Given problem: Copy the listing below line for line, keeping every character the same.

☆ ☆ ☆ ☆ ☆

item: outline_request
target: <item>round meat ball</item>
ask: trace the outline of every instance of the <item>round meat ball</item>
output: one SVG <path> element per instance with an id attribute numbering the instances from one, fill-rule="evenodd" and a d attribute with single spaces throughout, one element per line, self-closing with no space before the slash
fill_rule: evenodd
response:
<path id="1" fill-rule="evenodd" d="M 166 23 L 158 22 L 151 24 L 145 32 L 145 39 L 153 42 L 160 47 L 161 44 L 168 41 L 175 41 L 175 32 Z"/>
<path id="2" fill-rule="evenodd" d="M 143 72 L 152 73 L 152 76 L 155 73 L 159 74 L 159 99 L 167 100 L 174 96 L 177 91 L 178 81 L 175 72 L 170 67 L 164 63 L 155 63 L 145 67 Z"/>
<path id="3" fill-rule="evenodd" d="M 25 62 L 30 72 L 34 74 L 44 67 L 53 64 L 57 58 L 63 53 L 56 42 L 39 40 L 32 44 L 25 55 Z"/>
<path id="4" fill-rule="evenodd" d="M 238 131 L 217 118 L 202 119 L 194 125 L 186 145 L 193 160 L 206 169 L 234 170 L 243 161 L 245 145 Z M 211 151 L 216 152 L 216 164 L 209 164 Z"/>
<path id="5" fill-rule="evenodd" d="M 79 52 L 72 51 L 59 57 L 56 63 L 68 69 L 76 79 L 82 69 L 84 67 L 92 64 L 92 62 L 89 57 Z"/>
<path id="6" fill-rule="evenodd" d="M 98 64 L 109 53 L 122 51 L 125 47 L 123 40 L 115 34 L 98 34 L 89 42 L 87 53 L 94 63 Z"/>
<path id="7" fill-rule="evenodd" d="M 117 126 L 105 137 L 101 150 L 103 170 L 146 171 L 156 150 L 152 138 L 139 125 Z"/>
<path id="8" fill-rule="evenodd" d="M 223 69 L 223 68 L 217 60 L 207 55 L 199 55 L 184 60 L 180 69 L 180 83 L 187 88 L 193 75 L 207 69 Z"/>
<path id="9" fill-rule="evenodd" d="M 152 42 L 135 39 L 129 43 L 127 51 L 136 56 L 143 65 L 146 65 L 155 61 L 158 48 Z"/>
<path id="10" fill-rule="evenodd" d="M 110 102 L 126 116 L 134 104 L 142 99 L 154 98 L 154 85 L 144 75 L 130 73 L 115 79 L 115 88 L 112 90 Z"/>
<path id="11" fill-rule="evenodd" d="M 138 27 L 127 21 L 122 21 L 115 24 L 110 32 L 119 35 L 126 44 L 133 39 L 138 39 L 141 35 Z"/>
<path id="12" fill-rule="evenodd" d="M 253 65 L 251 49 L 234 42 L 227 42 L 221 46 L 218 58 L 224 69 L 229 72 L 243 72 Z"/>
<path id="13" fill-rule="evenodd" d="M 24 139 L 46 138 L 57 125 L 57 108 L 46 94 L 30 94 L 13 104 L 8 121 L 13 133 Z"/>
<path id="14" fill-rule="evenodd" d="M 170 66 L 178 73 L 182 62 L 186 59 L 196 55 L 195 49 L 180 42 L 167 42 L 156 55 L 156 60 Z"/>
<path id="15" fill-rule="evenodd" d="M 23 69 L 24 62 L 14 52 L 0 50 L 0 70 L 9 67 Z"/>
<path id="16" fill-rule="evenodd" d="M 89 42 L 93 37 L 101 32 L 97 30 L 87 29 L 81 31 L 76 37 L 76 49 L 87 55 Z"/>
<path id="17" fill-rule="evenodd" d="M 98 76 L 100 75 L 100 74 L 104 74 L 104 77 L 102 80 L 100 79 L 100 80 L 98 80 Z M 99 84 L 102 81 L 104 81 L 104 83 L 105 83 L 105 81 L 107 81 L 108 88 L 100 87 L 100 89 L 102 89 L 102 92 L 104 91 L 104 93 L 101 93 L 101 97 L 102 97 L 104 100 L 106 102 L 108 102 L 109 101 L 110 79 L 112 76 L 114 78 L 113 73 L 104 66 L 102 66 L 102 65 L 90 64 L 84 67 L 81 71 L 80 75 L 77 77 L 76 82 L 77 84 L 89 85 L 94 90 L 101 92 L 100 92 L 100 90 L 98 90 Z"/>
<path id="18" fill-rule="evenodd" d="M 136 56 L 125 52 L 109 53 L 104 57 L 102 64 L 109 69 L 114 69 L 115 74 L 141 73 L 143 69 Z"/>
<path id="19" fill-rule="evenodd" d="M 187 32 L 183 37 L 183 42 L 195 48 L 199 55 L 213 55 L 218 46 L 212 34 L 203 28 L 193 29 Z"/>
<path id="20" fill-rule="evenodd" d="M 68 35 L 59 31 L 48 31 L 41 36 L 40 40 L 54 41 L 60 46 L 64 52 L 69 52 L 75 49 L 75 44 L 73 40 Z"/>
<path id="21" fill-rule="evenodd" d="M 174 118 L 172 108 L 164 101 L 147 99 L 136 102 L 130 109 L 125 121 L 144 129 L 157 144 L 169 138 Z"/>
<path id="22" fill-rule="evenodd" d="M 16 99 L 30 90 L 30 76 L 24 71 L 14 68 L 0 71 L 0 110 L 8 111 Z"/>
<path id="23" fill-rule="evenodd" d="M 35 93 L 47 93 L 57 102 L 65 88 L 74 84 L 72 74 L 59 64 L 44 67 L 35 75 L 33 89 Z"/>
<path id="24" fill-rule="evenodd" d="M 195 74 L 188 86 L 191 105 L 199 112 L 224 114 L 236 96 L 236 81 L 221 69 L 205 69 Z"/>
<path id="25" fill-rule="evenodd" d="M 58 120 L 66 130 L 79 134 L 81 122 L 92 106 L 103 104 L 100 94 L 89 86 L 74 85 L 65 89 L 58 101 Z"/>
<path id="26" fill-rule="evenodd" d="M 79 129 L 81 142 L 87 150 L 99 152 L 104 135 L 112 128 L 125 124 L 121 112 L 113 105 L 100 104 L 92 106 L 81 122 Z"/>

☆ ☆ ☆ ☆ ☆

Written answer:
item: outline_request
target: <item>round meat ball</item>
ask: trace the outline of every instance of the <item>round meat ball</item>
output: one SVG <path> element per instance with an id attribute numbering the instances from one, fill-rule="evenodd" and a d attribute with single spaces throughout, one element per line, self-closing with no space before the slash
fill_rule: evenodd
response:
<path id="1" fill-rule="evenodd" d="M 166 23 L 158 22 L 151 24 L 145 32 L 145 39 L 153 42 L 160 47 L 161 44 L 168 41 L 175 41 L 175 32 Z"/>
<path id="2" fill-rule="evenodd" d="M 143 72 L 152 73 L 152 76 L 155 73 L 159 74 L 159 99 L 167 100 L 174 96 L 177 91 L 178 81 L 175 72 L 170 67 L 164 63 L 155 63 L 145 67 Z"/>
<path id="3" fill-rule="evenodd" d="M 25 62 L 30 72 L 34 74 L 44 67 L 53 64 L 57 58 L 63 53 L 56 42 L 39 40 L 32 44 L 25 55 Z"/>
<path id="4" fill-rule="evenodd" d="M 238 131 L 217 118 L 202 119 L 194 125 L 186 145 L 193 160 L 206 169 L 234 170 L 243 161 L 245 145 Z M 211 151 L 216 152 L 216 164 L 209 164 Z"/>
<path id="5" fill-rule="evenodd" d="M 79 52 L 72 51 L 59 57 L 56 63 L 68 69 L 76 79 L 82 69 L 84 67 L 92 64 L 92 62 L 89 57 Z"/>
<path id="6" fill-rule="evenodd" d="M 98 64 L 109 53 L 122 51 L 125 47 L 123 40 L 115 34 L 98 34 L 89 42 L 87 53 L 94 63 Z"/>
<path id="7" fill-rule="evenodd" d="M 117 126 L 105 137 L 101 150 L 103 170 L 146 171 L 156 150 L 152 138 L 139 125 Z"/>
<path id="8" fill-rule="evenodd" d="M 223 69 L 223 68 L 217 60 L 207 55 L 199 55 L 184 60 L 180 69 L 180 83 L 187 88 L 193 75 L 207 69 Z"/>
<path id="9" fill-rule="evenodd" d="M 152 42 L 135 39 L 129 43 L 127 51 L 136 56 L 143 65 L 146 65 L 155 61 L 158 48 Z"/>
<path id="10" fill-rule="evenodd" d="M 110 102 L 126 116 L 134 104 L 142 99 L 154 98 L 154 85 L 144 75 L 130 73 L 115 79 L 115 88 L 112 90 Z"/>
<path id="11" fill-rule="evenodd" d="M 138 27 L 127 21 L 122 21 L 115 24 L 110 32 L 119 35 L 126 44 L 133 39 L 138 39 L 141 35 Z"/>
<path id="12" fill-rule="evenodd" d="M 253 65 L 251 49 L 234 42 L 227 42 L 221 46 L 218 58 L 224 69 L 229 72 L 243 72 Z"/>
<path id="13" fill-rule="evenodd" d="M 24 139 L 46 138 L 57 125 L 57 108 L 46 94 L 30 94 L 13 104 L 8 121 L 13 133 Z"/>
<path id="14" fill-rule="evenodd" d="M 170 66 L 178 73 L 182 62 L 186 59 L 196 55 L 195 49 L 180 42 L 167 42 L 156 55 L 156 60 Z"/>
<path id="15" fill-rule="evenodd" d="M 23 69 L 24 62 L 14 52 L 0 50 L 0 70 L 9 67 Z"/>
<path id="16" fill-rule="evenodd" d="M 89 42 L 93 37 L 101 32 L 97 30 L 87 29 L 81 31 L 76 37 L 76 49 L 87 55 Z"/>
<path id="17" fill-rule="evenodd" d="M 98 76 L 100 75 L 100 74 L 104 74 L 104 77 L 102 80 L 100 79 L 100 80 L 98 80 Z M 99 84 L 102 81 L 104 81 L 104 83 L 105 83 L 105 81 L 107 81 L 108 88 L 100 87 L 100 89 L 102 89 L 102 92 L 104 91 L 104 93 L 101 93 L 101 97 L 102 97 L 104 100 L 106 102 L 108 102 L 109 101 L 110 79 L 112 76 L 114 78 L 113 73 L 104 66 L 102 66 L 102 65 L 90 64 L 84 67 L 81 71 L 80 75 L 77 77 L 76 82 L 77 84 L 89 85 L 94 90 L 101 92 L 100 92 L 100 90 L 98 90 Z"/>
<path id="18" fill-rule="evenodd" d="M 136 56 L 125 52 L 109 53 L 104 57 L 102 64 L 109 69 L 114 69 L 115 74 L 141 73 L 143 69 Z"/>
<path id="19" fill-rule="evenodd" d="M 187 32 L 183 37 L 183 42 L 195 48 L 199 55 L 213 55 L 218 46 L 212 34 L 203 28 L 193 29 Z"/>
<path id="20" fill-rule="evenodd" d="M 68 35 L 59 31 L 48 31 L 41 36 L 40 40 L 54 41 L 60 46 L 64 52 L 69 52 L 75 49 L 75 44 L 73 40 Z"/>
<path id="21" fill-rule="evenodd" d="M 174 118 L 172 108 L 164 101 L 147 99 L 136 102 L 130 109 L 125 121 L 144 129 L 157 144 L 169 138 Z"/>
<path id="22" fill-rule="evenodd" d="M 16 99 L 30 90 L 30 76 L 24 71 L 14 68 L 0 71 L 0 110 L 8 111 Z"/>
<path id="23" fill-rule="evenodd" d="M 35 93 L 47 93 L 57 102 L 65 88 L 74 84 L 72 74 L 59 64 L 44 67 L 35 75 L 33 89 Z"/>
<path id="24" fill-rule="evenodd" d="M 195 74 L 188 86 L 191 105 L 199 112 L 224 114 L 236 96 L 236 81 L 221 69 L 205 69 Z"/>
<path id="25" fill-rule="evenodd" d="M 58 120 L 66 130 L 79 134 L 81 122 L 92 106 L 103 104 L 100 94 L 89 86 L 74 85 L 65 89 L 58 101 Z"/>
<path id="26" fill-rule="evenodd" d="M 79 129 L 81 142 L 87 150 L 99 152 L 104 135 L 112 128 L 125 124 L 121 112 L 113 105 L 100 104 L 92 106 L 81 122 Z"/>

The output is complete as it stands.